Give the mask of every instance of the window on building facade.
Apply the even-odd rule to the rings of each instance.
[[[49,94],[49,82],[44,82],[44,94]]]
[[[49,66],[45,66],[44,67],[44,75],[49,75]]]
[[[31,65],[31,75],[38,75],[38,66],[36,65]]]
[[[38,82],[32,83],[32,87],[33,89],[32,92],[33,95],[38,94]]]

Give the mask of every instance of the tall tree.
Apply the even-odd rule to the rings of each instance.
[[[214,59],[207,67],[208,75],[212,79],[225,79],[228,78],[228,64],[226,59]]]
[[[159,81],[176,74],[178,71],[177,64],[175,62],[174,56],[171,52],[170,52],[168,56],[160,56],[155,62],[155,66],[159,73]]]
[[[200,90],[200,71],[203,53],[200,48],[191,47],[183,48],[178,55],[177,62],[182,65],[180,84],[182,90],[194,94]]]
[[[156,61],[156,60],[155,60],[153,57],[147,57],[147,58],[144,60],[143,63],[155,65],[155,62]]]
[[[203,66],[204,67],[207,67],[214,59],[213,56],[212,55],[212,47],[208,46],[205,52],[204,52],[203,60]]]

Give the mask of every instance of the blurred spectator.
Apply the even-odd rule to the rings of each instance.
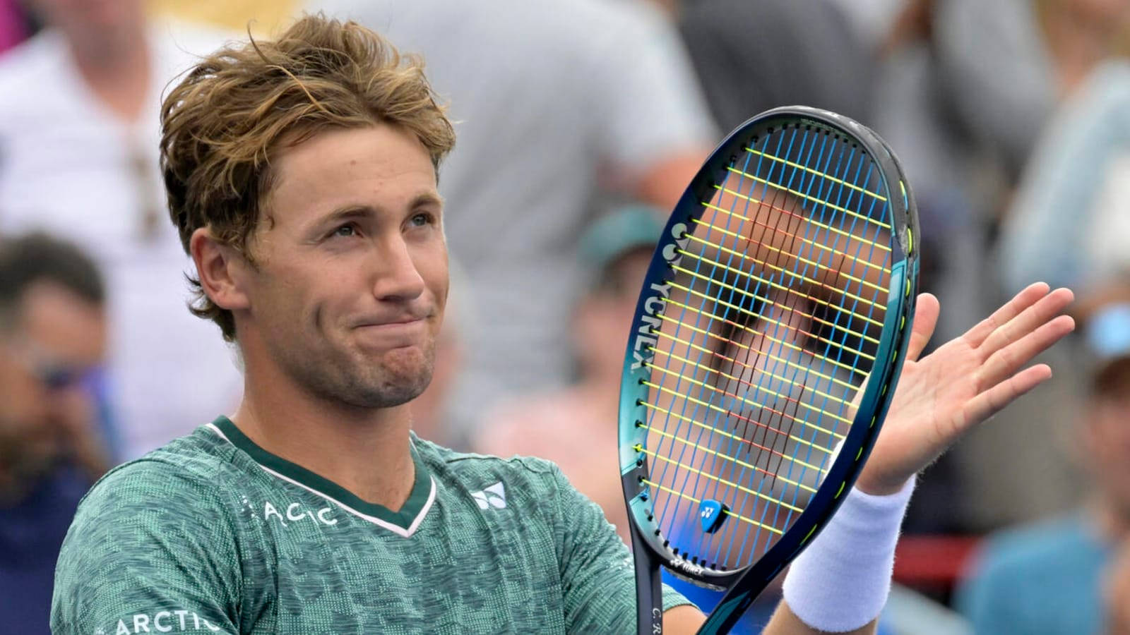
[[[611,190],[670,209],[715,140],[673,27],[638,1],[312,8],[421,54],[450,99],[459,143],[440,171],[444,224],[481,327],[467,332],[454,420],[565,383],[576,241],[593,197]]]
[[[958,595],[976,633],[1107,633],[1104,579],[1130,538],[1130,278],[1079,311],[1093,359],[1075,436],[1094,486],[1077,513],[989,540]]]
[[[845,7],[849,2],[841,2]],[[875,2],[872,2],[873,5]],[[1124,0],[910,0],[886,38],[875,129],[902,160],[922,221],[922,287],[942,299],[937,341],[956,336],[1003,290],[989,256],[1023,166],[1079,69],[1118,50]],[[1051,280],[1049,280],[1051,281]],[[1053,365],[1062,351],[1044,360]],[[975,430],[933,468],[909,531],[984,531],[1071,504],[1075,475],[1050,440],[1075,394],[1055,382]],[[1052,415],[1052,416],[1049,416]],[[1001,463],[1025,438],[1031,461]],[[964,495],[964,490],[976,496]]]
[[[24,3],[18,0],[0,0],[0,54],[27,37],[27,19]]]
[[[463,268],[454,259],[449,259],[447,302],[443,308],[443,324],[435,340],[435,365],[427,389],[409,405],[412,412],[412,432],[420,438],[446,447],[467,447],[468,430],[451,425],[444,405],[451,394],[455,379],[463,369],[466,358],[464,338],[472,328],[470,298],[464,289],[470,286]]]
[[[636,298],[663,229],[646,207],[620,208],[582,236],[589,282],[572,311],[577,381],[553,392],[504,401],[487,411],[475,446],[501,456],[555,461],[628,541],[624,494],[616,473],[620,373]]]
[[[190,261],[157,171],[159,93],[219,37],[147,23],[140,0],[34,8],[49,28],[0,59],[0,233],[44,229],[102,267],[115,450],[136,456],[234,407],[242,385],[185,308]]]
[[[1130,2],[1127,3],[1130,6]],[[1084,288],[1130,269],[1130,62],[1101,67],[1055,115],[1006,218],[1006,286]]]
[[[872,52],[835,2],[685,1],[679,31],[723,130],[797,104],[870,121]]]
[[[1130,635],[1130,540],[1123,538],[1103,581],[1106,635]]]
[[[278,33],[294,19],[297,0],[149,0],[154,14],[255,36]]]
[[[107,468],[86,379],[102,364],[103,281],[44,235],[0,241],[0,614],[46,633],[55,558]]]

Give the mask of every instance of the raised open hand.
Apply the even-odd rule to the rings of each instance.
[[[1036,282],[965,334],[919,359],[938,323],[938,299],[919,296],[898,385],[879,438],[855,486],[893,494],[966,432],[1052,376],[1024,367],[1075,329],[1060,315],[1070,289]]]

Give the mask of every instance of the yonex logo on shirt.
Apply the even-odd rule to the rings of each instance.
[[[506,490],[503,488],[501,480],[490,487],[484,488],[483,492],[472,492],[471,497],[479,504],[480,510],[489,510],[492,507],[502,510],[506,506]]]

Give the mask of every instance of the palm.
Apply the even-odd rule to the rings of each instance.
[[[895,492],[963,434],[1051,377],[1044,364],[1020,369],[1074,328],[1059,313],[1068,289],[1024,289],[964,336],[919,359],[938,320],[938,301],[923,294],[883,432],[859,478],[872,494]]]

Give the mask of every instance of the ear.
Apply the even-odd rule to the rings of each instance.
[[[216,240],[211,229],[200,227],[189,240],[189,252],[200,276],[200,286],[216,306],[228,311],[250,308],[246,279],[247,259]]]

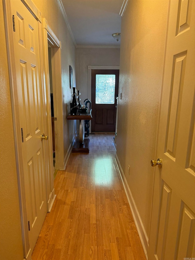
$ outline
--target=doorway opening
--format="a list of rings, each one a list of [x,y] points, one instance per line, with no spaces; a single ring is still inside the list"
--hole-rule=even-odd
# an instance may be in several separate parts
[[[53,154],[53,173],[54,178],[57,174],[56,167],[56,155],[55,153],[55,117],[54,117],[54,98],[53,94],[53,78],[52,75],[52,66],[51,63],[51,46],[48,44],[48,62],[49,64],[49,87],[51,104],[51,130],[52,134],[52,150]]]

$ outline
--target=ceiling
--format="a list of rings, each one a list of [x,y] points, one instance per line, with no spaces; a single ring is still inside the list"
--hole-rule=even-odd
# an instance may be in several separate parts
[[[121,32],[124,0],[62,0],[76,47],[120,48],[112,34]],[[83,46],[84,45],[84,46]]]

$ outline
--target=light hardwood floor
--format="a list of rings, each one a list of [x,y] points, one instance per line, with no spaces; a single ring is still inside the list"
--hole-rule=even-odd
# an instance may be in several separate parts
[[[58,172],[57,197],[33,260],[145,260],[115,161],[113,136],[90,135],[89,153],[71,153]]]

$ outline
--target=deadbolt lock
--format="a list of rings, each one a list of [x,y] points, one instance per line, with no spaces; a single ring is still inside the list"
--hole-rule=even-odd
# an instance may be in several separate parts
[[[157,162],[154,160],[151,160],[151,163],[152,167],[154,167],[154,166],[156,166],[157,165],[158,165],[159,168],[161,168],[162,167],[162,159],[159,158],[157,160]]]
[[[44,134],[43,134],[41,137],[41,141],[42,141],[43,140],[48,140],[48,135],[45,135]]]

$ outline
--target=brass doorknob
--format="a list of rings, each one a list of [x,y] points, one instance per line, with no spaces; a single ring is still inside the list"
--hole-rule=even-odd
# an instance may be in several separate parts
[[[43,134],[41,137],[41,141],[42,141],[44,139],[45,140],[48,140],[48,135],[45,135],[44,134]]]
[[[157,160],[157,162],[154,160],[151,160],[151,163],[152,167],[154,167],[154,166],[156,166],[157,165],[158,165],[159,168],[161,168],[162,167],[162,159],[159,158]]]

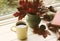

_ _ _ _

- _EXERCISE DESCRIPTION_
Count the lines in the records above that contain the string "Give", matching case exactly, and reply with the number only.

- _EXPECTED ANSWER_
7